- [DATA ROWS]:
------------------------

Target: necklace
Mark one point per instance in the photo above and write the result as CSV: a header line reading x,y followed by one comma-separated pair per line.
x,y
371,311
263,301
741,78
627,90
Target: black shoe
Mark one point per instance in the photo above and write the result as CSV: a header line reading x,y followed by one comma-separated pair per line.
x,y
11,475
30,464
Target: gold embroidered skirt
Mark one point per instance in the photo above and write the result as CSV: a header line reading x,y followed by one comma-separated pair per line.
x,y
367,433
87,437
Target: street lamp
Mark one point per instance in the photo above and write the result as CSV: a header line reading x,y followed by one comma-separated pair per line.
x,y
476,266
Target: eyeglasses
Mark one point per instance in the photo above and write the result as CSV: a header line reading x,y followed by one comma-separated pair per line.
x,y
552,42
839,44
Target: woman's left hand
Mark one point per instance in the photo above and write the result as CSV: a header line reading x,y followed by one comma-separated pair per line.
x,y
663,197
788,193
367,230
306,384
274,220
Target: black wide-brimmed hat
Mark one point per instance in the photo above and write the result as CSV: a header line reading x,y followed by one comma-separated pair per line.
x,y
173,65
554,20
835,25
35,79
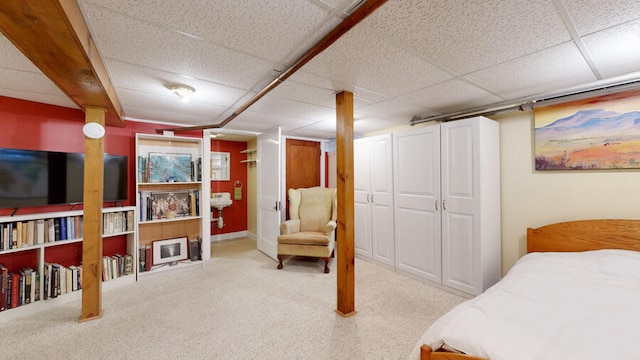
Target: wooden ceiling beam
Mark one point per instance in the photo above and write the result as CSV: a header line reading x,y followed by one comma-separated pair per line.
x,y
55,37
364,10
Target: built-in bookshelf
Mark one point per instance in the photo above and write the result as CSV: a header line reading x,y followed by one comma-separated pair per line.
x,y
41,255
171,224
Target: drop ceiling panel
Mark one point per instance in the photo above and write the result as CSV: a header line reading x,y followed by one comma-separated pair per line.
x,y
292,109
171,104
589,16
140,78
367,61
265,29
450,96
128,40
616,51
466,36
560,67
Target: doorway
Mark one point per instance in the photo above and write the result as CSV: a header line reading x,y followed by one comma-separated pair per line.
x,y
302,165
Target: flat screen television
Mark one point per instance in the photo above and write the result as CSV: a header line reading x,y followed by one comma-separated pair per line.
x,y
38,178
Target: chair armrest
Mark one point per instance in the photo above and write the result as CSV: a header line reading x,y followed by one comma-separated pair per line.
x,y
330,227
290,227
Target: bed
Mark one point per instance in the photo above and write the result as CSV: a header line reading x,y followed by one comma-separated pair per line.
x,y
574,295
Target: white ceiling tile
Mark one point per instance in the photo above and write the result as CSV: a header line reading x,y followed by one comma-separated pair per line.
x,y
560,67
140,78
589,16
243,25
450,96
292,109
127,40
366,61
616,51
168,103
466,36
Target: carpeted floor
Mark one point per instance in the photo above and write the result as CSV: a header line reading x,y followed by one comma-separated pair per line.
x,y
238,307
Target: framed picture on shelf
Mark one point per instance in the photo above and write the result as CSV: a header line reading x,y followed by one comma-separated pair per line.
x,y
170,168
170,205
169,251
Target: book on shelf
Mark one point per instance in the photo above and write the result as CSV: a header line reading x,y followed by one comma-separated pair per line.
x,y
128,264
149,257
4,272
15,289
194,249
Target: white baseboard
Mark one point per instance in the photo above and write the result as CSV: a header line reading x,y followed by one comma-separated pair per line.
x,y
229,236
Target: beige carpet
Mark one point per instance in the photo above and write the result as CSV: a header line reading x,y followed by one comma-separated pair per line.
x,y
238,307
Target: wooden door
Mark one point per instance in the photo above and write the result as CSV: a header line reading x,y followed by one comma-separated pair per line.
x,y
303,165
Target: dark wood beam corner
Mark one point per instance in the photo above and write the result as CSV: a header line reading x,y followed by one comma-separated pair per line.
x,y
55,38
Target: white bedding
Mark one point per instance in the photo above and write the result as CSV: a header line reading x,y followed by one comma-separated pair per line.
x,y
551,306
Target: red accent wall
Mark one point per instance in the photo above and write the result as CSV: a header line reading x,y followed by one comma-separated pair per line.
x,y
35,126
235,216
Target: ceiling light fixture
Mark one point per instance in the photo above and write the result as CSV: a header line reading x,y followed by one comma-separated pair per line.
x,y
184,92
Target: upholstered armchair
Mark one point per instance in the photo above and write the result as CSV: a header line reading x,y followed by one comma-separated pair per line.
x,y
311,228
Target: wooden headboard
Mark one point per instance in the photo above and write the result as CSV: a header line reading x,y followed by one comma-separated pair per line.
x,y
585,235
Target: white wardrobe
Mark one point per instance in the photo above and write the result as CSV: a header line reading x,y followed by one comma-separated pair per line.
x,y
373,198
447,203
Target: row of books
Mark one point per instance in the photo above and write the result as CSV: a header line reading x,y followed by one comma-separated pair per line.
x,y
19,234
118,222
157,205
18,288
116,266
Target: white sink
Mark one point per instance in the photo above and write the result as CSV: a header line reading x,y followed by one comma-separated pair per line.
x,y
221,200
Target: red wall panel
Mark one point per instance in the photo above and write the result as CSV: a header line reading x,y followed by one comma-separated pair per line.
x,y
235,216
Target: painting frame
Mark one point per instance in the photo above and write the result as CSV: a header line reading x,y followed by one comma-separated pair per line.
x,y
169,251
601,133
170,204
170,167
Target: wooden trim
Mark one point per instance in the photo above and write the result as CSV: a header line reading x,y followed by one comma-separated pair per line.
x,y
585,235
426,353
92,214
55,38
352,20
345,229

------------------------

- [WHAT IS EXPECTED]:
Reproduce every one of the lines above word for word, leaving out the pictures.

- [ANSWER BELOW]:
Target: necklace
Mark one point per instance in the photo above and write the result as CSV: a header line reading x,y followed by one comma-separated pair per line.
x,y
371,311
263,301
741,78
627,90
Target: black shoe
Mark one point per instance in the photo above and write the result as CSV: a header line reading x,y followed by one comma-separated pair per line.
x,y
11,475
30,464
Target: gold embroidered skirt
Mark one point per instance in the photo above and write the result as CSV: a header line reading x,y followed by one comma-separated pair per line.
x,y
367,433
87,437
Target: street lamp
Mark one point per instance in the photo above and write the result as CSV: a header line reading x,y followed by one comma-separated pair per line.
x,y
476,266
Target: eyeglasses
Mark one point per instance in the photo above and write the result as CSV: a header line reading x,y followed by one comma-separated pair per line.
x,y
552,42
839,44
Target: woman's left hand
Mark one point per instance in the photo above and write the result as CSV: a header line reading x,y followed by one comma-separated pair per line.
x,y
663,197
788,193
367,230
306,384
274,220
Target: black wide-brimmed hat
Mark one point per instance in the photo above and write the result as CSV: a header line reading x,y followed by one comma-separated pair per line.
x,y
173,65
554,20
835,25
35,79
Target: wooden ceiling beam
Mark one point per instance in the photo above and write the result as CSV: a header line reading x,y followed by one comma-separated pair per line.
x,y
55,37
364,10
Target: built-in bookshelf
Mark one point per instance in the photo above and write the result as CSV: a header line reading x,y followed by one comma-separated pair per line.
x,y
41,255
171,224
Target: drop ceiling panel
Mark one point per instance in the photo above and write the result as CSV: a header line reading x,y followed by one comma-separated pair per line.
x,y
292,109
171,104
589,16
140,78
367,61
265,29
450,96
128,40
616,51
466,36
560,67
Target: doorway
Mark one point per instance in the photo above and write the result as CSV: a header line reading x,y followed by one comma-separated pair per line.
x,y
302,165
Target: flat screen television
Mark one point per instance in the photo above and write the result as CSV: a header line reading x,y followed by one comma-separated pair per line.
x,y
38,178
Target: chair armrest
Mark one point per instance in the photo above and write the result as CSV: a header line reading x,y followed by one comma-separated pair per line.
x,y
330,227
290,227
Target: bed
Mark one point per instance in the photo above and write the result as CSV: a header line reading x,y followed by one comma-separated pair per line.
x,y
574,295
Target: white ceiling tile
Mark one point per instance in the photo above and write the result as CSV: a header line reading x,y followed by one comma-separated pair per line.
x,y
560,67
140,78
589,16
243,25
450,96
292,109
127,40
366,61
616,51
168,103
466,36
Target: carpeted floor
Mark one point per instance in the photo above and write the result as CSV: a header line reading x,y followed by one comma-separated pair per line.
x,y
238,307
Target: framed picture on shelf
Mark one point per instance in the photo above and write the result as CSV: a header line reading x,y followed by one comma-separated pair per line.
x,y
170,168
170,205
169,251
Target: book on shelf
Mark one point per instance in the photo above and write the result as CSV: a header line reading x,y followed by one comma-separated pair per line.
x,y
128,264
149,257
4,272
15,289
194,249
Target: white baseboard
Mark one point per instance in the photo above and write the result as CSV: a header line reading x,y followed by one comma-separated pair per line.
x,y
229,236
Target: beige carpet
Mark one point per instance in the photo above and write the result as CSV: a header line reading x,y followed by one comma-separated pair per line.
x,y
238,307
Target: wooden door
Mark one point per instance in the photo above and write the result as CSV: a header line reading x,y followed by one comma-separated pair per line.
x,y
303,165
Target: dark wood beam corner
Mark one point per instance in the photo above and write the result as CSV: a header line reading x,y followed by one comma-separated pair per line.
x,y
55,38
Target: white bedding
Mark one point per instance in the photo above and write the result as CSV: a header line reading x,y followed by one comma-separated pair per line.
x,y
551,306
Target: red accent wall
Mark one point per instance in the photo above and write the result as CSV: a header line reading x,y followed by one comma-separated pair per line.
x,y
35,126
235,216
Target: ceiling light fixture
Mark one point per instance in the photo above and write the result as CSV: a header line reading x,y followed by one comma-separated pair per line.
x,y
184,92
Target: upholstered armchair
Mark one point per instance in the photo above and write the result as CSV: a header line reading x,y followed by one comma-separated pair per line.
x,y
311,228
Target: wooden headboard
Mark one point per instance in the photo above and write the result as CSV: a header line reading x,y followed by one comma-separated pair per line.
x,y
585,235
Target: white wardrobe
Mark one point per instance in the photo above and write the result as CSV: a header line reading x,y followed by one comma-separated pair per line.
x,y
373,198
447,203
Target: row of books
Mark one point per instance in the photo above and write the result as CSV: a header line reading x,y followed by one comma-separated pair per line.
x,y
19,234
118,222
157,205
18,288
116,266
Target: white sink
Mark one point per instance in the photo above and write the result as CSV: a header line reading x,y followed by one comma-separated pair per line.
x,y
221,200
Target: red wall panel
Mark one point per instance in the photo above and write the result as CSV: a header line reading x,y followed by one comma-separated pair per line.
x,y
235,216
Target: painting frame
Mark one point per instance in the photo above and write the result as CSV: a header line reading x,y followed by one comma-separated pair per line.
x,y
169,251
601,133
170,204
170,167
Target: wooden trim
Mark one point per instance in the photo above and write the result as CSV: a header line reading x,y followed by one comma-separated pair per line.
x,y
585,235
426,353
92,214
55,38
352,20
345,229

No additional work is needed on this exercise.